▶ _EXTRAIT DU DOCUMENT_

24.12.15

LABYRINTHE DES JOURS 1970




Janvier 1970
Dislocation du dernier (en date) des édifices lyriques, clos : la chrétienté médiévale.
Temps critiques et marche vers le grand jeu mondial ouvert.

Rêve. Judica. Ses parents. Résiste à leur tentative de « mise du grappin » sur ma personne.

«Le  livre : ruse par laquelle l’écriture va vers l’absence de livre » (Blanchot, l’entretien infini).

Ce qui est définitivement mort : l’œuvre unitaire, s’édifiant dans un espace orienté (Dante, Hugo).

Ne plus se tourner vers une figure universelle.
Ténèbre : absence de figure universelle.

Rimbaud : œuvre non-unitaire, mais encore en quête de l’unité : journal d’une « chasse spirituelle », non encore jeu libre au-delà de la mort des figures universelles.

N’ETRE RIEN QUE OUI face à tout (l’agréable, le désagréable, le net, le trouble…). Lutte pour constamment faire taire le Moi (qui refuse le oui sans restriction).

Monde Ancien : fêtes, répétitions de l’origine.
Nouveau sacré : entrée dans la différence, Dieu s’inventant.
Monde Ancien : tourné vers le passé, commémorant ;
Monde nouveau, produisant la nouveauté.

L’homme ne se connaît que par ses écarts, folie, crime, maladie, péchés.

 « C’est quand on dit : plus un jour à perdre ! qu’on emploie le plus stupidement son temps. Rien d’excellent ne se fait qu’à loisir ». (Gide, Journal, 19 janvier 1946).

« Relier des points de repère apparemment lointains est le propre du génie productif ».
«  Pour qu’un homme puisse dire et faire quelque chose de grand, il faut que grandeur et misère de ce qui l’interpelle l’atteignent vitalement et mortellement. Il faut que la correspondance à cet appel soi pour lui une question  de vie ou de mort. Qu’il ne puisse pas dire et faire autrement, sa liberté ailée coïncidant avec la nécessité terrassante. Tout génie est foudroyant parce que foudroyé. »(AXELOS, Jeu du monde, p.44)

▶ _TRAVAIL À FAIRE_
1. Répondez à ces questions sur le journal de janvier 1970.
(a) Quelle œuvre y est dite définitivement morte ?
(b) Par quoi l'homme se connaît-il, selon ce journal ?
(c) De quel ouvrage d'Axelos, et de quelle page, provient la dernière citation ?
2. Prolongez le journal de janvier 1970 à la suite de sa dernière phrase.

▶ _Éléments stockés_
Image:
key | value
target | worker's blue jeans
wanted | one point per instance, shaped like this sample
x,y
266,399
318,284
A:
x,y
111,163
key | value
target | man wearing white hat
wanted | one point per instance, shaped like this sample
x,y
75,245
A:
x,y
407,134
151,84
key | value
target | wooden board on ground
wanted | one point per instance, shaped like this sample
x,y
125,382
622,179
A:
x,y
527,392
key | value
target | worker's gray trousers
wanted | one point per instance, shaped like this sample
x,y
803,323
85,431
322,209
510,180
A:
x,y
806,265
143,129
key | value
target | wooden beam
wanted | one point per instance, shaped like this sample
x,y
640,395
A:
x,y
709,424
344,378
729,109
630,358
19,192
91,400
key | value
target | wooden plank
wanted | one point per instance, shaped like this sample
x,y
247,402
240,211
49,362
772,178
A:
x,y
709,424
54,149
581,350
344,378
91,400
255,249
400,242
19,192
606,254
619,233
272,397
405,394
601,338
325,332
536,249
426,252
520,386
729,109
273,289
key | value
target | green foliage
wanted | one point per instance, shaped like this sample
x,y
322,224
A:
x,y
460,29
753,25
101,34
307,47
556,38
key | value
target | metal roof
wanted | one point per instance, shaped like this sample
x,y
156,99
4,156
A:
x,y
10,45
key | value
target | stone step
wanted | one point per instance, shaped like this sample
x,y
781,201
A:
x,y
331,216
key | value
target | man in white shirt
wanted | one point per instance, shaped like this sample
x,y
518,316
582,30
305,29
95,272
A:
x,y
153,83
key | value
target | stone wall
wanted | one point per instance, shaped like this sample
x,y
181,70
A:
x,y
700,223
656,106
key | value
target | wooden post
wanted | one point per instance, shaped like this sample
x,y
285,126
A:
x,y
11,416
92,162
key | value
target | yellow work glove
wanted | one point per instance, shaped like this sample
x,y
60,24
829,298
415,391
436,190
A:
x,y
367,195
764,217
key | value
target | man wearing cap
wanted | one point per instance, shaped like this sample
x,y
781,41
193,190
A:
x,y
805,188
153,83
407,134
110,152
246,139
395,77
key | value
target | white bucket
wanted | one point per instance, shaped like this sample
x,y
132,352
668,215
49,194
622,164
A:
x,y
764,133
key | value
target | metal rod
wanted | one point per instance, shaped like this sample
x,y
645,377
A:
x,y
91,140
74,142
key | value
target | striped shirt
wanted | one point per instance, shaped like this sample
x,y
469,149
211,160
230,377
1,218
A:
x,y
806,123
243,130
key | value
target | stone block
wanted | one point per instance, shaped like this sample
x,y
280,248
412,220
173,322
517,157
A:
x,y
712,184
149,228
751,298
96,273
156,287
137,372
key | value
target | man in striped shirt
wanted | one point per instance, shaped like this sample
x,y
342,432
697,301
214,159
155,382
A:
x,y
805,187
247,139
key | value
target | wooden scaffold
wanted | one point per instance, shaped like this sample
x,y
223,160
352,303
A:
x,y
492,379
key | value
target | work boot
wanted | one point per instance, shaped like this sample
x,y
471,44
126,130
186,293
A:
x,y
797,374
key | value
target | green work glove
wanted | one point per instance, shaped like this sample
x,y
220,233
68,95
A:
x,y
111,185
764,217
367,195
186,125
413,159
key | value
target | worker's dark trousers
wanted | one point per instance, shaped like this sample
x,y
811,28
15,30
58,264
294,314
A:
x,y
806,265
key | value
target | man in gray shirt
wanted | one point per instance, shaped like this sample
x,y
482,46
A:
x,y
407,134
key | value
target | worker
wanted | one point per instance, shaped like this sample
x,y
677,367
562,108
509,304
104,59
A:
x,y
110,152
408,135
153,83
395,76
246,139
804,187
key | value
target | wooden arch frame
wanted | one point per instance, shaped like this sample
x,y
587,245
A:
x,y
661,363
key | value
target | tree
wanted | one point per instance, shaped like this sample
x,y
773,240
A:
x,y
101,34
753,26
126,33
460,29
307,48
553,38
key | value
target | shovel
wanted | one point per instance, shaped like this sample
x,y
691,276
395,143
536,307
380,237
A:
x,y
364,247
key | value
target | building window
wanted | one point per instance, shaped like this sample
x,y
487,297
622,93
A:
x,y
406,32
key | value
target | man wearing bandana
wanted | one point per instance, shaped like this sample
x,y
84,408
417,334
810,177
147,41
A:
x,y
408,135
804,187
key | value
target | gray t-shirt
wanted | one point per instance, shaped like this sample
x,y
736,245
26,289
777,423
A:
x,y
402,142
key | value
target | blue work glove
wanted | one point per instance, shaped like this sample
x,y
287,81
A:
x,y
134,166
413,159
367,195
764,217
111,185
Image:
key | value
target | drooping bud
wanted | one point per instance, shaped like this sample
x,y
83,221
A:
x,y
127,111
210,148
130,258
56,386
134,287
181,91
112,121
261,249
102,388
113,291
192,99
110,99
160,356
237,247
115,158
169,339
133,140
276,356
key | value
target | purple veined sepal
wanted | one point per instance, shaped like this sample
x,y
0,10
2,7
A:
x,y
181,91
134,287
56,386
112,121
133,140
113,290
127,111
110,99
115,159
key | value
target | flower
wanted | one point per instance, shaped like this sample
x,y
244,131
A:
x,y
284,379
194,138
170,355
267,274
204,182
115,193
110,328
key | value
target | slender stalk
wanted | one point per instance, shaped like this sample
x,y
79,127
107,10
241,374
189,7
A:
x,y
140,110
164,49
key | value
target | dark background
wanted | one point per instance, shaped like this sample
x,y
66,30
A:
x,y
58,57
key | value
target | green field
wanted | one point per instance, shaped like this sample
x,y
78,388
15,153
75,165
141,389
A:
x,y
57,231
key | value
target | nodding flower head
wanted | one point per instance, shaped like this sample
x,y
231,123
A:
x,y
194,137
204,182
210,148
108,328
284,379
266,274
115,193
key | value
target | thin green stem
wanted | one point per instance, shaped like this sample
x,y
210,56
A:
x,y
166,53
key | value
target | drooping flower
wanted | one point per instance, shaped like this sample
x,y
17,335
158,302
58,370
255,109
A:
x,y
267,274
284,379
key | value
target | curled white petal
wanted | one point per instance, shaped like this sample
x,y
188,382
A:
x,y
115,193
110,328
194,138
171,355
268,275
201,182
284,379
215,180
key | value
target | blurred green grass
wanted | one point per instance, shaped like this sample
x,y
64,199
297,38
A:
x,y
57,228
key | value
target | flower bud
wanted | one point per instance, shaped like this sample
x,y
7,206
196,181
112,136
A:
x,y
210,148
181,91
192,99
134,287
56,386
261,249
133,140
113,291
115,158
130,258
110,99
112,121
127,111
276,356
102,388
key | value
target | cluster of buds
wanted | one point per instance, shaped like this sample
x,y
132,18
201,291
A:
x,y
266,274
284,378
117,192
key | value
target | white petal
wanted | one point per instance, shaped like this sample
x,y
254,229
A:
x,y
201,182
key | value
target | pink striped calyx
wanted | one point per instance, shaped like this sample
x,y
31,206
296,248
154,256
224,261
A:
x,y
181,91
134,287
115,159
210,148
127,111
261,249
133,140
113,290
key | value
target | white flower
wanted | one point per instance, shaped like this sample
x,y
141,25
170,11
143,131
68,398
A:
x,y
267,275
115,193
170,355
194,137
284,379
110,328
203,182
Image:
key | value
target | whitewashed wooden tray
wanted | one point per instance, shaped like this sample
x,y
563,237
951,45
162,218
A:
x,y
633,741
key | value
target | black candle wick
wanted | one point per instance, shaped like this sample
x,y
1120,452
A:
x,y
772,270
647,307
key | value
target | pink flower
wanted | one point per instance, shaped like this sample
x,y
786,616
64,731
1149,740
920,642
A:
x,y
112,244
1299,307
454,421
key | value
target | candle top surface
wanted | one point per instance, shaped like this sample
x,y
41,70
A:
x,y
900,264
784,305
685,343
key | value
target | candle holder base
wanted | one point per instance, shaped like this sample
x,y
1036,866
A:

▶ _RÉSULTATS PAR TÂCHE_
1.
(a) L'œuvre unitaire, s'édifiant dans un espace orienté (Dante, Hugo).
(b) Par ses écarts : folie, crime, maladie, péchés.
(c) De *Jeu du monde*, p. 44.

2.
 
Le Dieu suprême généralement lié au masculin.

Monde ancien/monde nouveau – non une différence chronologique, mais essentielle.
Deleuze.
Le monde ancien l’est depuis toujours, monde voué à l’ancien, à la commémoration, à la répétition. Modernité : rupture de l’horizon fermé.

Père. Sa lourdeur.

LE TEMPS NIETZSCHEEN

«  La vie ne demeure entière que n’étant pas subordonnée à tel objet précis qui la dépasse. La totalité en ce sens a  la liberté pour essence » (Bataille, sur Nietzsche, Préf.6).

«  Célébrer l’avenir et non le passé ! Inventer le mythe de l’avenir ! » (Nietzsche, Volonté de puissance ,II ).


23.2.70
Lettre de Mère à P :
Bientôt la pluie nous engloutira. Depuis des semaines, nous n’osons plus espérer le soleil. L’hiver ne veut plus s’en aller. Les hommes doivent être bien méchants. R est rentré juste à midi quand nous nous sommes mis à table. Le soir, il est reparti à Marbach. J’ai l’impression que cette fois c’est du « solide »…
MT traine ses journées, parfois bien, parfois et plus souvent avec amertume. Le reste de la famille ne réfléchit pas trop, ainsi tout va bien. Moi, je me démène et j’ai bien peur qu’un jour ou l’autre je craque, car ma tête est fatiguée. Peut-être la saison humide en est la cause…
Juste MM vient chercher MT pour aller chez les sœurs-gardes-malades. Elle reçoit des piqûres. 

Les grandes mélancolies de la vie, certaines musiques les expriment admirablement.

1.3.
Libération de l’écriture. Jouer avec la grammaire, l’orthographe, la typographie.
Littérature : le plus grand jeu langagier.

La joie plus difficile que la tristesse.

Poésie, exercice incessant de création du monde. Exercice d’enfance, de jeunesse, de nouveauté, toujours recommencé.

Les docteurs, les témoins de la vie.

Témoins de la vie : Jésus, François d’Assise, Kierkegaard, Dostoïevski, Nietzsche…

Le plus difficile : non de comprendre, mais d’étreindre l’ignorance. Non l’exercice de l’intelligence, mais le renoncement à l’intelligence.

L’évolution décréatrice. L’Histoire comme chemin de dénudation.

1.4. Hier, au Hasenrain, avec Christiane et Richard (qui se sont mariés le 20). Dans la soirée, Christiane accouche d’un petit Igor.

Poésie : désir pur, aimer le monde inconditionnellement pour lui-même, non pour notre satisfaction égoïste.


26.4. Libérer l'homme de lui-même, de sa pensée de soi-même, de ses manières de se penser soi-même.
Libérer l'homme de ses conceptions de l'homme et du monde.
Libérer l'homme des idéologies.

Tout le passé de la pensée : boucher l'abîme.
Tout est à repenser dans l'absence de centre.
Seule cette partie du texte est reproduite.